Document excerpt:
Content starts
Like a weed, like a weed burning torch. Yes. But it works now, so uh it's been a real joy, uh source of laughter. Uh thanks. And information, especially as I'm still on furlough and live alone.

[41:03]

Uh I love listening to them at home. I'm super fruit obsessed uh about figs and just love fruits and vegetables. And I was wondering what your favorite books and sources of information are on fruit. This is a good question from Matt, because that the minor. I tried to find that book you mentioned, Fruits of Brazil, but I could not find it.

[41:19]

You can buy that book directly on the um um fruit and spice park in South Dade. I think you can buy that book directly, but I don't really recommend like you need to have a very particular mental outlook to actually like that book. It's completely useless. You can't buy any of those fruits. So it's more like every time I look at it, I'm like, I need to get to Brazil, I need to get to Brazil, I need to get to Brazil.
Content ends
Record set:
Content starts
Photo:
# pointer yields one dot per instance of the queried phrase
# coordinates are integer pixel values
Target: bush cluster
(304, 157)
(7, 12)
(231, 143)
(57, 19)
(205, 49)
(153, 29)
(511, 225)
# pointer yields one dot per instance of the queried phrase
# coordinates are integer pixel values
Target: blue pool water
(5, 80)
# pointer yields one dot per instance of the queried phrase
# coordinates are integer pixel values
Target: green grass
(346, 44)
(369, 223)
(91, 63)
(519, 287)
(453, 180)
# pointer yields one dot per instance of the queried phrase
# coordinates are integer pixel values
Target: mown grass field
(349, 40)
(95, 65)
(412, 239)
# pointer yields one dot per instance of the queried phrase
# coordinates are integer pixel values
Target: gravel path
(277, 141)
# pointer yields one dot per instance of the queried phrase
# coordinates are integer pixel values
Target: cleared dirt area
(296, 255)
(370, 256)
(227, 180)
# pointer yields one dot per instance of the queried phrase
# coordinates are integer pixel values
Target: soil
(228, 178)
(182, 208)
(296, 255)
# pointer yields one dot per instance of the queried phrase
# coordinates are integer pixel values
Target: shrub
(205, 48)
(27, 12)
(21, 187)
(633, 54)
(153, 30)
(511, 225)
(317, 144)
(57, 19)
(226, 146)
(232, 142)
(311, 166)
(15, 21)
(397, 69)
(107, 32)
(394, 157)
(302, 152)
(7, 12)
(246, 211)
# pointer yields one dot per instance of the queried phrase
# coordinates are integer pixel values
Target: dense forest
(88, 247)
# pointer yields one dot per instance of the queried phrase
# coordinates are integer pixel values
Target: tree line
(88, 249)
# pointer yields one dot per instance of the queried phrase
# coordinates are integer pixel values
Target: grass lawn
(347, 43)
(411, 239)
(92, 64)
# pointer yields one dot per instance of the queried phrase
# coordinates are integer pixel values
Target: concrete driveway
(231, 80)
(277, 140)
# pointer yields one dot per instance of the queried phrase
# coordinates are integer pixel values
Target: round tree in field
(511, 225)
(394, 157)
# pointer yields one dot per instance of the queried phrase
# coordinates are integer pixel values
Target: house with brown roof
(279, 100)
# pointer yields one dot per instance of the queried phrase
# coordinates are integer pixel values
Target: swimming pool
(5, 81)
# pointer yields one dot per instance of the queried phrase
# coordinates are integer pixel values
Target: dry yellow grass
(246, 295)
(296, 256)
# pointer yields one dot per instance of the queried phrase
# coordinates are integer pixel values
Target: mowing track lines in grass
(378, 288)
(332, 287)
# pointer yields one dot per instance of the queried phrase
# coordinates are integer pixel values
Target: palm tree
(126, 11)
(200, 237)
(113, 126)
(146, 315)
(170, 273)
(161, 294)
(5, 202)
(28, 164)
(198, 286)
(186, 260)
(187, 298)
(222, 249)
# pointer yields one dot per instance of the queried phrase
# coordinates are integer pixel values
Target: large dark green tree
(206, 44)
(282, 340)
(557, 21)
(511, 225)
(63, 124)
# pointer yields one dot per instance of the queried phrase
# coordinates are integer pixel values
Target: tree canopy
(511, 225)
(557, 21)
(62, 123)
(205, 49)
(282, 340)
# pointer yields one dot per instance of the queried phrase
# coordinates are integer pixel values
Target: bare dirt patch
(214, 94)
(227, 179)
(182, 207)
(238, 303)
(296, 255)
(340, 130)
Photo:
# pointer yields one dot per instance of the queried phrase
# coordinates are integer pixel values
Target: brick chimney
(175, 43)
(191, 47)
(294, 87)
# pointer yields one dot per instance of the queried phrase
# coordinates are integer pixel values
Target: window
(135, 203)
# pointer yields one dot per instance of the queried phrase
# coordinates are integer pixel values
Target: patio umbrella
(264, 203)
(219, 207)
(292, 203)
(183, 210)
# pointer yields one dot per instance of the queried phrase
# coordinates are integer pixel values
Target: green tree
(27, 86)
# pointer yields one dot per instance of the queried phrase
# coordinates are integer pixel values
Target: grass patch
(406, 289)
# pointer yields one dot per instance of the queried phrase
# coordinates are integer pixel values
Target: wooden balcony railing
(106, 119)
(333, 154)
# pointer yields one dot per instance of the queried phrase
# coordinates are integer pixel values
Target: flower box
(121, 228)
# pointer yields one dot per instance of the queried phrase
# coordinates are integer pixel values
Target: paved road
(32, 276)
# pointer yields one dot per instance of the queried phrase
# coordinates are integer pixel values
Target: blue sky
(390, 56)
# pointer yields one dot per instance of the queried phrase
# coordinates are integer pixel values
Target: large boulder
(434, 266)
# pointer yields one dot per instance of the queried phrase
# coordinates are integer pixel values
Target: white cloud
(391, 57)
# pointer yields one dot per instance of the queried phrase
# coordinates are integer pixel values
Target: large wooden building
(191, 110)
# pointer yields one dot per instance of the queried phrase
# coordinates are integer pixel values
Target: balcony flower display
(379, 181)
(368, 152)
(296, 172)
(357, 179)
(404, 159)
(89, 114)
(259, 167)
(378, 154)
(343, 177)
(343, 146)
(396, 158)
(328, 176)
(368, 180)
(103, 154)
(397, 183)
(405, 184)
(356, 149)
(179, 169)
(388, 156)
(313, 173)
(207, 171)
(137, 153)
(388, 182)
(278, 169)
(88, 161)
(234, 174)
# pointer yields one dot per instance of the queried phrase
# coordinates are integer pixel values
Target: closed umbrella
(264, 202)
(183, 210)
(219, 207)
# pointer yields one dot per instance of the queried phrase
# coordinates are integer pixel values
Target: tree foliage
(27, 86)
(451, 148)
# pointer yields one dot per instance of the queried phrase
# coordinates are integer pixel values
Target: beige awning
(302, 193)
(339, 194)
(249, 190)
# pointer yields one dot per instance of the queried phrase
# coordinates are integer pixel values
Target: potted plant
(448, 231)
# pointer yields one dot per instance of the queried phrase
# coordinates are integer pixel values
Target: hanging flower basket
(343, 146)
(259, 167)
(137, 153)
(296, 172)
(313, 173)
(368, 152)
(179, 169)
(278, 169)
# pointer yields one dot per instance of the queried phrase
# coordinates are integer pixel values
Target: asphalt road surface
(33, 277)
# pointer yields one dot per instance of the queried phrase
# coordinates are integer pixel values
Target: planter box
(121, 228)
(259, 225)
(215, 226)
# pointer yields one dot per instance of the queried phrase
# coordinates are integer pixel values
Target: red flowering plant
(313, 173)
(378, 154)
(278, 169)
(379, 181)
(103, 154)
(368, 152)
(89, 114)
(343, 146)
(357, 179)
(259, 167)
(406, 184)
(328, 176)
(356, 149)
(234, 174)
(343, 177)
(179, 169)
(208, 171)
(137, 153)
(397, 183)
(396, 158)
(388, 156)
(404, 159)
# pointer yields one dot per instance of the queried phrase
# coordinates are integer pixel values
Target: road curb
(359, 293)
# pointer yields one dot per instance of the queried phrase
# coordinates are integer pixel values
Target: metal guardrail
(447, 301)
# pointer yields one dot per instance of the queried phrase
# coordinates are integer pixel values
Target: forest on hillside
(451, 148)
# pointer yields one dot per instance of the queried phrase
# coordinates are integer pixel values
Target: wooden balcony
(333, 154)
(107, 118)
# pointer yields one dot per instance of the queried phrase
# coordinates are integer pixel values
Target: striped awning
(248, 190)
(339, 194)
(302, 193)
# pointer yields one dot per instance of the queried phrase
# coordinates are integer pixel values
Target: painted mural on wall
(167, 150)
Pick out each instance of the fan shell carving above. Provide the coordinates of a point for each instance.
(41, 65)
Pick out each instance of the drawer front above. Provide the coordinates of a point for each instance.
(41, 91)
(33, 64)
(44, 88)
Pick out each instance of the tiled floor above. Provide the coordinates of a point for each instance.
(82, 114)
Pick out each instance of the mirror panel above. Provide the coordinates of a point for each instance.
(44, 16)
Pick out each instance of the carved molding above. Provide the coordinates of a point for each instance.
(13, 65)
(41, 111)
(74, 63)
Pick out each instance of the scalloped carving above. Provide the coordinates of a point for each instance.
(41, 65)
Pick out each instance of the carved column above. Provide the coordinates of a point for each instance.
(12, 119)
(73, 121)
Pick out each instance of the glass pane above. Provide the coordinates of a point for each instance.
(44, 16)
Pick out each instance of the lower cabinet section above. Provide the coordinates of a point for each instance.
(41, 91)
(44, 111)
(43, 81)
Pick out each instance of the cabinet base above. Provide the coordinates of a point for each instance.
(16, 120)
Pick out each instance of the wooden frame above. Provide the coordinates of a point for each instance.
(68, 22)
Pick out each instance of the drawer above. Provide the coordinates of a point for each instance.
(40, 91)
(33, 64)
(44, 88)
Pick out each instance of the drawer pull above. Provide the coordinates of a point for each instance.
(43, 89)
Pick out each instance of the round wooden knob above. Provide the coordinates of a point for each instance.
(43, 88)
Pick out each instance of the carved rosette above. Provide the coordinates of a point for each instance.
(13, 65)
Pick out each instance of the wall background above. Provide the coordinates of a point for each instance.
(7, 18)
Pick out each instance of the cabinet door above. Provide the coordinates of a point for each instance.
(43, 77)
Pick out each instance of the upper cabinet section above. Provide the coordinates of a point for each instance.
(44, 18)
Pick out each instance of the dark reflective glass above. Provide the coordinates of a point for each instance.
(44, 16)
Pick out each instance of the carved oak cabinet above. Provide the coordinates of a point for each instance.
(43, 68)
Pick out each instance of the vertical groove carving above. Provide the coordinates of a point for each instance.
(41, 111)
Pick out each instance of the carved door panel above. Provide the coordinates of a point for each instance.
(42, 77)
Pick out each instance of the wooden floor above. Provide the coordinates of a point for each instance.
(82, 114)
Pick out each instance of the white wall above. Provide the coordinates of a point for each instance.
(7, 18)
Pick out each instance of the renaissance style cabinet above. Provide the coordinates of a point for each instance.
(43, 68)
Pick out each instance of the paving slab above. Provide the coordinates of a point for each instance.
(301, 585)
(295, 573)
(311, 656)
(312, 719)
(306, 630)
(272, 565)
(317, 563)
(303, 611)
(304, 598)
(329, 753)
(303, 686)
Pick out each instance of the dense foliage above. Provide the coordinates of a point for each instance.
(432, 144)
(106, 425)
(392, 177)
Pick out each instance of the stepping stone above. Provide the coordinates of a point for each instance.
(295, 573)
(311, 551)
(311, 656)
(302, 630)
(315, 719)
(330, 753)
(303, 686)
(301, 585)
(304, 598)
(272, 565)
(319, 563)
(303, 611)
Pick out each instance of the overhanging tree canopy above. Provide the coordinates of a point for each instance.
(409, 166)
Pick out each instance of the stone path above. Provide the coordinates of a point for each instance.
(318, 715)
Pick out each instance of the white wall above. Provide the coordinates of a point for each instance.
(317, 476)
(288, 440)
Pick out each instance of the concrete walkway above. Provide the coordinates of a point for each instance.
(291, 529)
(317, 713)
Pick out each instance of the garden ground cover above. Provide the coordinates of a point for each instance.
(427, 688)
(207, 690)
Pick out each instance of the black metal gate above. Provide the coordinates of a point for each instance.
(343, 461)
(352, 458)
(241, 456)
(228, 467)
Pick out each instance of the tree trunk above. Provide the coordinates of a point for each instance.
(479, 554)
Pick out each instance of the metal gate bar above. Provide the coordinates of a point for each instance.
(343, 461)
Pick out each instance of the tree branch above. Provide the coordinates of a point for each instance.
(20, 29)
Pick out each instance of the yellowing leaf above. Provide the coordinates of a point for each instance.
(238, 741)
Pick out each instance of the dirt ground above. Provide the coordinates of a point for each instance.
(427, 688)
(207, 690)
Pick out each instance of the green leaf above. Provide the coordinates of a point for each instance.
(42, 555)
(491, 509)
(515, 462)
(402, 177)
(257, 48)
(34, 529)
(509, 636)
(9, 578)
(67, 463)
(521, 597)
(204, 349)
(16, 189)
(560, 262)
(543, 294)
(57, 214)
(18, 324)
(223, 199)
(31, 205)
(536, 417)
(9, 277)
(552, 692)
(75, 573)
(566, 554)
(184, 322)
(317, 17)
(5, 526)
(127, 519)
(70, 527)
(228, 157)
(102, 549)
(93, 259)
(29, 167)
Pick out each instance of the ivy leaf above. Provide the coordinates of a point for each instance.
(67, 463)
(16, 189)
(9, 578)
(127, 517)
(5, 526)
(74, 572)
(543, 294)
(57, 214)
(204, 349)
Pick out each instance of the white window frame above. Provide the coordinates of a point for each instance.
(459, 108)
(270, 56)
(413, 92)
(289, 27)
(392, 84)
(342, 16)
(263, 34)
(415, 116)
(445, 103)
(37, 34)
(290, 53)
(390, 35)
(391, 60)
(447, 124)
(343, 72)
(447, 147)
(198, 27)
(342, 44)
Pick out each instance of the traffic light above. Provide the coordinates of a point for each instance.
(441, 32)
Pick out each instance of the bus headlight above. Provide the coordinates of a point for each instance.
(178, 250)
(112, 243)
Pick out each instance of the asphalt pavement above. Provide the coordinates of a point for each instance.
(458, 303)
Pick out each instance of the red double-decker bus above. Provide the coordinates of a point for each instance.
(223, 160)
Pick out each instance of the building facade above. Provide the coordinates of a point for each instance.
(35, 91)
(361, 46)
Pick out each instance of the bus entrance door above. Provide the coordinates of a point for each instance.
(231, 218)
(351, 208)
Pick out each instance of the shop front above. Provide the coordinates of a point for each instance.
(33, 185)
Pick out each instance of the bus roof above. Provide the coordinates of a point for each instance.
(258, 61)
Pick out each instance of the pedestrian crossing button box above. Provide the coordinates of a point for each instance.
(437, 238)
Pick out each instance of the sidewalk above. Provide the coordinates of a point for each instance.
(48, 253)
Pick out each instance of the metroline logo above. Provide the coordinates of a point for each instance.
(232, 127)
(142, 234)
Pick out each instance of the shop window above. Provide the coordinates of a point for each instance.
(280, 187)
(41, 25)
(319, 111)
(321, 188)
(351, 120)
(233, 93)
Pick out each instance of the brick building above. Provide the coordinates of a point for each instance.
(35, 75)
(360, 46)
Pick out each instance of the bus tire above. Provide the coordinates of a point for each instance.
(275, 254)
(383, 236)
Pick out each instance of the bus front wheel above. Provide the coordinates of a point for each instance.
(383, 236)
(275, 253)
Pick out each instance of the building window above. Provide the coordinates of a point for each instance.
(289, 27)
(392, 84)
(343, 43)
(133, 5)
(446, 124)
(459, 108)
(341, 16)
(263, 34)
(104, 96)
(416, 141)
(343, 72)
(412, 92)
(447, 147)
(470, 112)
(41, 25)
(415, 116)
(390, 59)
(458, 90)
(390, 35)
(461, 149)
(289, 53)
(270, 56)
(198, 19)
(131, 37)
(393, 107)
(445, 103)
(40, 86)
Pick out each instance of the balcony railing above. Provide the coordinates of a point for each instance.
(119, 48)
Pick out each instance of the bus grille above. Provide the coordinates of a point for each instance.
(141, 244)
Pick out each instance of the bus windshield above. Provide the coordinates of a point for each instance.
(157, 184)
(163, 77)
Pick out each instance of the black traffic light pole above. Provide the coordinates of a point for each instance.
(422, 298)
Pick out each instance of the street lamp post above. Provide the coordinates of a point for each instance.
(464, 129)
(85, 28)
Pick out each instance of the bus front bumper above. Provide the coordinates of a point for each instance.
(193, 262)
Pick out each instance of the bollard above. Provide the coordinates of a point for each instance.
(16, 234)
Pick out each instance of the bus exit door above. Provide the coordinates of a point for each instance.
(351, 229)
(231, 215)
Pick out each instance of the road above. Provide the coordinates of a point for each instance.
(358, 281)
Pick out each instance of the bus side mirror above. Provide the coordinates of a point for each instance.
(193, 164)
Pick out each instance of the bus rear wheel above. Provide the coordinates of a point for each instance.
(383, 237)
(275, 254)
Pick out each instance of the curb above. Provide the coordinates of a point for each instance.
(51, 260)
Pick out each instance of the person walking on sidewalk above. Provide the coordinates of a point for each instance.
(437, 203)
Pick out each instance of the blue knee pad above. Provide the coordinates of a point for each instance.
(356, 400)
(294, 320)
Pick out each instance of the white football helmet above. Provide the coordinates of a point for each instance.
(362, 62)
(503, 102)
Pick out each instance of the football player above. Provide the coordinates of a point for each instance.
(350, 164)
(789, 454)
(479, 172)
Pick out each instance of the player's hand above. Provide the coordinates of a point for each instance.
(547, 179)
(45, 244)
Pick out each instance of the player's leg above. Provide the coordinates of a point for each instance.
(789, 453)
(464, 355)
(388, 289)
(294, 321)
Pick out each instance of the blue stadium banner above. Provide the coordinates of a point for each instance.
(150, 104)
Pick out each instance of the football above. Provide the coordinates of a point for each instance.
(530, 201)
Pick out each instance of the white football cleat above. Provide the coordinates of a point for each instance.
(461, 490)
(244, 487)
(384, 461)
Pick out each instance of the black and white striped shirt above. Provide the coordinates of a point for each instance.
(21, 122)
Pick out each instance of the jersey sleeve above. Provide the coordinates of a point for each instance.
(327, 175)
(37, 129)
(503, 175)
Content ends
Problem details:
Continue the podcast transcript about fruit and fruit books from the point where it stops.

Task result:
[41:42]

Um I was wondering your favorite books and source of information on fruit. Um okay. I spent most of my time eating or sourcing fruit this summer. I'm going to travel to meet more fig farmers. I like how it's more fig farmers.

[41:54]

How like you've already met like tier one of fig farmers, and now you're down, you're moving down to tier three and four of fig farmers. Uh at the moment, we are getting incredible Indian mangoes like the Alfonso, and the season has just started. I hope next year to travel uh for the season in India. Uh oh, yeah, so I have not I've never been to India. I want to go.

[42:13]

Uh Harold McGee says he's gonna get us a hookup in India. The Fairchild has the best collection of mangoes in the United States. Um I maybe there's someone in Hawaii that has a decent collection as well, but the Fairchild in um also in South Dade has like the greatest collection of mangoes, but we Nastasia and I, we were not necessarily treated the best there, right, Sas? Nope. We were not.

[42:38]

They kicked us out in the rain, wouldn't let us eat, and the lady was like, I'm cooking breakfast, get out. Remember that? It was so weird. Yes. We had flown all the way from New York just to eat those mangoes.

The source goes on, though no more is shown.